### Records for this task
________________________
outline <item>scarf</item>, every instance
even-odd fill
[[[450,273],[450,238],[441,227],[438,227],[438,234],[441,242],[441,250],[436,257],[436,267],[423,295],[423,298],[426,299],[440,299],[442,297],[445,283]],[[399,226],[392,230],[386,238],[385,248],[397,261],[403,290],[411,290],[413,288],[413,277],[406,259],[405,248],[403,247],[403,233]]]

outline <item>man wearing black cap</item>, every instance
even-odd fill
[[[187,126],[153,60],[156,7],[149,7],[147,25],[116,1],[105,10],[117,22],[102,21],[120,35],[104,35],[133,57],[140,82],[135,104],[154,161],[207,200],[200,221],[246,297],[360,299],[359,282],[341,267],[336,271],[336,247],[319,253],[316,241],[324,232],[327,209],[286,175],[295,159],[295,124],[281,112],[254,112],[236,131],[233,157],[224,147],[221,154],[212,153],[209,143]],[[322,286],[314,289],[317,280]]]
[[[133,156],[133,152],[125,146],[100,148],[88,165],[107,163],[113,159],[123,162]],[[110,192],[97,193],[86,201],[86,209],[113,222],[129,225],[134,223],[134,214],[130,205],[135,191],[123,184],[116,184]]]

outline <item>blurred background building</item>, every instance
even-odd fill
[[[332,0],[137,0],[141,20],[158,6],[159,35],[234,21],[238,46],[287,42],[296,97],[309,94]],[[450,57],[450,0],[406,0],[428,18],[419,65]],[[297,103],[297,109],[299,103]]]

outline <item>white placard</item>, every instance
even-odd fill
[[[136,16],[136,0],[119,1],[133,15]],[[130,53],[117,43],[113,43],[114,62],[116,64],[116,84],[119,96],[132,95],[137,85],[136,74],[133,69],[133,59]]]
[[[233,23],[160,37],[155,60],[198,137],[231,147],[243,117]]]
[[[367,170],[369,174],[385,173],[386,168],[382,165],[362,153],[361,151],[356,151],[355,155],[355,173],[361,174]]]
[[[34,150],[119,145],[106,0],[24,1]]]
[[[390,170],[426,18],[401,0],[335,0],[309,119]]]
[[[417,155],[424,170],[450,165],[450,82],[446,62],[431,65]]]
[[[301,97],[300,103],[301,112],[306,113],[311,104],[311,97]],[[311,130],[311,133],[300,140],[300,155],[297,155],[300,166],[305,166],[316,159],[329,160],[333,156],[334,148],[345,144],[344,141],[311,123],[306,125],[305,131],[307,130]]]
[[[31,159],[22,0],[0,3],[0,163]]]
________________________
### Work to complete
Your task is to print all of the records exactly.

### Answer to the exercise
outline <item>scarf</item>, every instance
even-odd fill
[[[450,273],[450,238],[441,227],[438,227],[438,234],[441,242],[441,250],[436,257],[436,267],[423,295],[423,298],[426,299],[440,299],[442,297],[445,283]],[[399,226],[392,230],[386,238],[385,248],[397,261],[403,290],[411,290],[413,288],[413,277],[406,259],[405,248],[403,247],[403,233]]]

outline <item>man wearing black cap</item>, every instance
even-odd fill
[[[187,126],[153,60],[156,7],[149,7],[147,25],[116,1],[105,10],[117,22],[102,21],[120,35],[104,35],[133,57],[140,82],[135,104],[154,161],[207,200],[200,221],[246,297],[360,299],[359,282],[341,267],[336,271],[336,247],[319,253],[316,241],[324,232],[327,209],[286,175],[295,159],[295,124],[281,112],[254,112],[236,131],[233,157],[224,147],[221,154],[212,153],[209,143]],[[322,286],[314,289],[317,280]]]
[[[133,156],[133,152],[125,146],[100,148],[88,165],[107,163],[113,159],[123,162]],[[110,192],[97,193],[86,201],[86,209],[113,222],[129,225],[134,223],[134,214],[130,205],[135,191],[123,184],[116,184]]]

outline <item>blurred background building</item>, every instance
even-odd fill
[[[332,0],[137,0],[141,20],[158,6],[159,35],[234,21],[238,46],[287,42],[296,97],[309,94]],[[450,57],[450,0],[406,0],[428,18],[419,65]],[[297,103],[297,109],[299,103]]]

outline <item>white placard</item>, every instance
even-odd fill
[[[136,16],[136,0],[119,1],[133,15]],[[130,53],[117,43],[113,43],[114,62],[116,64],[116,84],[119,96],[132,95],[137,85],[136,74],[133,69],[133,59]]]
[[[233,23],[160,37],[155,60],[198,137],[231,147],[243,117]]]
[[[367,170],[369,174],[385,173],[386,168],[382,165],[362,153],[361,151],[356,151],[355,155],[355,173],[361,174]]]
[[[34,150],[119,145],[106,0],[24,1]]]
[[[390,170],[426,18],[401,0],[335,0],[309,119]]]
[[[417,155],[424,170],[450,165],[450,82],[446,62],[431,65]]]
[[[301,97],[300,103],[301,112],[306,113],[311,104],[311,97]],[[311,130],[311,133],[300,140],[300,155],[297,155],[300,166],[305,166],[316,159],[329,160],[333,156],[334,148],[345,144],[344,141],[311,123],[306,125],[305,131],[307,130]]]
[[[31,159],[22,0],[0,3],[0,163]]]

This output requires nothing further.